*EXERCISE BRIEF*.
In the text on mosquito-borne diseases, where are the collaborators who provide entomology located?

*PASSAGE PROVIDED*.

300 millions of people are being infected by mosquitoes yearly
Malaria, dengue, chikungunya, and Zika are diseases spread from person to person by mosquitoes acting as vectors. It is estimated that every year 350 million people in Africa, the Americas, and Asia are infected by disease-transmitting mosquitos and 500 000 die from their disease.
Most vulnerable are young children, pregnant women, and people living with HIV or individuals living in the aftermath of humanitarian emergencies and natural disasters. Recently, climate change, globalization, and other factors have contributed to an increased risk for emerging mosquito-borne diseases also in Europe and regions previously spared from these diseases.
The prevention of mosquito-borne diseases relies on vector control using insecticides. However, insecticide-based strategies are rapidly becoming victims of their own success; high intensity usage has fuelled the development and spread of resistant mosquitoes to such an extent that resistant strains now exist against most of the insecticides recommended by the World Health Organization (WHO). In addition, currently used insecticides are unselective and have harmful effects on important insect pollinators and human health.
A new way to selectively stop disease-transmitting mosquitoes
We are developing safe and resistance-breaking molecules that target an enzyme essential for nerve signaling in mosquitoes via a new mode of action. In contrast to current insecticides, we have designed our molecules to specifically target mosquitoes, without affecting other organisms.
The molecules can be applied on textile products as protection against adult mosquitoes. Potential products are bed nets, blankets, curtains, and clothes.
Our goal is to create a product with many key advantages and potential applications, based on:
- safe and effective protection against mosquito-borne diseases
- no, or very low, toxicity towards other organisms or the environment
- protection against insecticide-resistant mosquitoes
Our team is highly dedicated and want to make a difference. We have profound experience of developing biologically active molecules against our target and our unique combination of skills, obtained from both academia and the pharmaceutical industry; include computational chemistry, organic synthesis, biochemistry, structural biology, and also entomology as provided by our collaborators in Nairobi, Kenya.
A solution to developed resistances
Mosquito control relies on insecticide-treated bed nets and indoor residual spraying (the spraying of walls and ceilings with insecticides). The effectiveness of the current methods is seriously threatened since mosquitoes have developed resistance to all four major classes of insecticides recommended by the WHO.

*DATA EXTRACT*.
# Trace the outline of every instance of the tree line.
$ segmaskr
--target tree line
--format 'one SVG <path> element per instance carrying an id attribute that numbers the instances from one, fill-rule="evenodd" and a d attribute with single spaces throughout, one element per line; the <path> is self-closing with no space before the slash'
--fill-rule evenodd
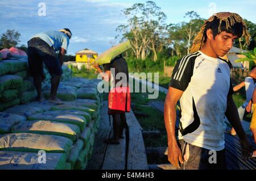
<path id="1" fill-rule="evenodd" d="M 122 12 L 127 18 L 127 23 L 117 28 L 119 33 L 117 37 L 129 40 L 133 47 L 131 56 L 142 60 L 150 57 L 156 61 L 160 54 L 179 57 L 187 54 L 194 37 L 205 20 L 192 11 L 184 15 L 188 22 L 167 24 L 166 15 L 152 1 L 135 3 Z M 245 40 L 240 39 L 234 46 L 253 49 L 256 47 L 256 24 L 245 20 L 251 36 L 250 45 L 247 46 Z"/>

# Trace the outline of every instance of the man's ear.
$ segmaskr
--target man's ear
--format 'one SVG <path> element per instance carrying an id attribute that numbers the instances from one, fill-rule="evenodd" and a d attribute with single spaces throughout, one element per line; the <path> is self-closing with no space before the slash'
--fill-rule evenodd
<path id="1" fill-rule="evenodd" d="M 207 30 L 207 38 L 209 40 L 213 40 L 213 32 L 212 32 L 212 29 L 208 29 Z"/>

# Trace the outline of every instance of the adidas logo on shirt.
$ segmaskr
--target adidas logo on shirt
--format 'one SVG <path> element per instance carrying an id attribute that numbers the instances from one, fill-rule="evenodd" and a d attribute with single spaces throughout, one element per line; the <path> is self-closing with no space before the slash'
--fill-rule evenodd
<path id="1" fill-rule="evenodd" d="M 220 69 L 220 68 L 218 68 L 218 69 L 217 69 L 217 72 L 218 72 L 218 73 L 222 73 L 222 72 L 221 71 L 221 69 Z"/>

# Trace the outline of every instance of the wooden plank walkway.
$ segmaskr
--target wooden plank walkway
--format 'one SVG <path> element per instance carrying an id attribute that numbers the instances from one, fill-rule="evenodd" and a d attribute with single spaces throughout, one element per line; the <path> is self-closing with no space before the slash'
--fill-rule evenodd
<path id="1" fill-rule="evenodd" d="M 87 170 L 148 169 L 142 128 L 133 111 L 126 113 L 127 124 L 125 138 L 119 145 L 107 145 L 105 139 L 113 136 L 112 120 L 108 112 L 108 102 L 103 102 L 100 129 L 96 135 L 93 153 Z"/>
<path id="2" fill-rule="evenodd" d="M 164 104 L 163 101 L 151 102 L 149 104 L 163 113 Z M 179 127 L 179 118 L 177 118 L 176 127 Z M 254 146 L 254 150 L 255 149 L 255 144 L 254 140 L 247 137 L 251 144 Z M 237 136 L 233 136 L 230 134 L 225 134 L 225 141 L 226 148 L 226 160 L 227 162 L 228 169 L 242 169 L 242 170 L 255 170 L 256 169 L 256 159 L 251 158 L 248 161 L 245 161 L 241 157 L 241 148 L 240 144 L 239 138 Z M 167 166 L 168 165 L 168 166 Z M 171 166 L 168 165 L 151 165 L 151 169 L 168 169 L 171 168 Z"/>

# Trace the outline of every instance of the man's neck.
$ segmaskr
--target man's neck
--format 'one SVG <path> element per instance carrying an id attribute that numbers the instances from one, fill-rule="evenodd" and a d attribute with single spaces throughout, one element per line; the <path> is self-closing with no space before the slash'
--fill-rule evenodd
<path id="1" fill-rule="evenodd" d="M 202 52 L 203 53 L 210 57 L 214 58 L 217 58 L 218 57 L 218 55 L 215 53 L 210 46 L 207 44 L 205 44 L 204 47 L 200 49 L 200 51 Z"/>

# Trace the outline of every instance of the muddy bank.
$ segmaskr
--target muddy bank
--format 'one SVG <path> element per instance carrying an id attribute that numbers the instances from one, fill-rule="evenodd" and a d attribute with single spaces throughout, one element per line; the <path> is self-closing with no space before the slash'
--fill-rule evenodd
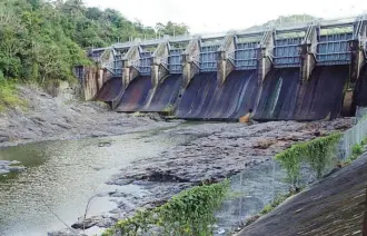
<path id="1" fill-rule="evenodd" d="M 56 97 L 31 86 L 19 87 L 28 108 L 9 109 L 0 114 L 0 147 L 42 140 L 103 137 L 176 124 L 159 117 L 135 117 L 111 112 L 97 102 L 80 102 Z"/>
<path id="2" fill-rule="evenodd" d="M 367 154 L 285 201 L 239 236 L 363 235 L 366 186 Z"/>
<path id="3" fill-rule="evenodd" d="M 278 121 L 246 126 L 206 124 L 161 131 L 163 136 L 189 136 L 190 141 L 169 148 L 159 156 L 135 161 L 115 175 L 109 185 L 139 185 L 143 194 L 109 193 L 118 208 L 88 219 L 90 226 L 109 227 L 140 207 L 161 205 L 172 195 L 201 181 L 214 183 L 246 168 L 270 160 L 275 154 L 297 141 L 305 141 L 335 130 L 345 130 L 351 119 L 319 122 Z M 105 224 L 109 218 L 107 224 Z M 80 225 L 80 224 L 79 224 Z M 77 225 L 75 225 L 77 227 Z M 77 227 L 78 228 L 78 227 Z M 57 234 L 54 234 L 57 235 Z"/>

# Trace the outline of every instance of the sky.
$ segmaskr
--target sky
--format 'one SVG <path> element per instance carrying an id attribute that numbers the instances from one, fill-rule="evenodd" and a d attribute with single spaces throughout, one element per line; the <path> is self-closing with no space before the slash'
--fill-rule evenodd
<path id="1" fill-rule="evenodd" d="M 186 23 L 191 33 L 222 32 L 265 23 L 279 16 L 321 18 L 367 13 L 365 0 L 85 0 L 88 7 L 112 8 L 143 26 Z"/>

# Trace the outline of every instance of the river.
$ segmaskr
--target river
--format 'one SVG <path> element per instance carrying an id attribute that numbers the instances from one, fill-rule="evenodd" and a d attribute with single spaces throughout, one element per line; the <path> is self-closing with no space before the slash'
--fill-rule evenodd
<path id="1" fill-rule="evenodd" d="M 1 148 L 0 160 L 18 160 L 27 169 L 0 177 L 0 235 L 41 236 L 66 228 L 61 220 L 73 224 L 85 214 L 91 196 L 117 189 L 105 183 L 121 167 L 182 140 L 159 131 Z M 141 190 L 131 185 L 120 188 Z M 88 215 L 113 208 L 113 201 L 97 197 Z"/>

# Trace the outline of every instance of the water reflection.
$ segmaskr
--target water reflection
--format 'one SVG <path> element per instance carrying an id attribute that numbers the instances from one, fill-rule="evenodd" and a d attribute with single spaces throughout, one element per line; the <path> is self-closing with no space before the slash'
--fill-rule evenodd
<path id="1" fill-rule="evenodd" d="M 101 141 L 110 145 L 100 147 Z M 119 168 L 157 155 L 177 141 L 157 132 L 139 132 L 0 149 L 0 159 L 19 160 L 27 167 L 23 173 L 0 179 L 0 235 L 40 236 L 65 228 L 44 203 L 70 225 L 83 215 L 88 197 L 116 189 L 103 183 Z M 115 207 L 107 199 L 93 205 L 98 207 L 91 207 L 91 214 Z"/>

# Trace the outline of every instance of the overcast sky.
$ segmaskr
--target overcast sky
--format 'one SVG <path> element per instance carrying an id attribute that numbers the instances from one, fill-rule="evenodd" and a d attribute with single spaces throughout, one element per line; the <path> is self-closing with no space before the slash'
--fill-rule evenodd
<path id="1" fill-rule="evenodd" d="M 184 22 L 190 32 L 246 29 L 279 16 L 308 13 L 323 18 L 367 12 L 366 0 L 85 0 L 87 6 L 113 8 L 145 26 Z"/>

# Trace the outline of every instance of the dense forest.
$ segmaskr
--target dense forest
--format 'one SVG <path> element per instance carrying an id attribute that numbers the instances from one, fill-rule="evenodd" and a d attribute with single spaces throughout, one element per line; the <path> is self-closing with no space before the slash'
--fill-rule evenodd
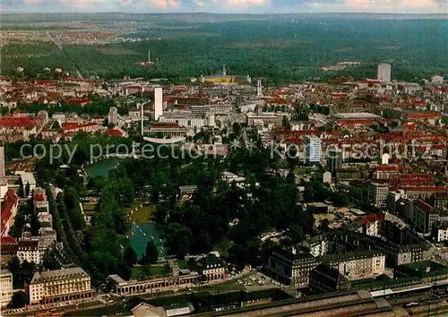
<path id="1" fill-rule="evenodd" d="M 392 64 L 393 78 L 417 81 L 444 73 L 448 64 L 444 20 L 280 18 L 145 25 L 121 35 L 147 39 L 137 42 L 66 45 L 63 50 L 48 43 L 9 44 L 3 47 L 2 69 L 11 73 L 22 66 L 33 75 L 46 66 L 72 73 L 78 68 L 85 76 L 105 79 L 130 75 L 181 81 L 215 73 L 225 64 L 228 73 L 281 83 L 338 76 L 374 78 L 380 62 Z M 160 64 L 136 64 L 146 60 L 148 49 Z M 343 61 L 363 64 L 338 72 L 321 69 Z"/>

*REPLY*.
Nairobi, Kenya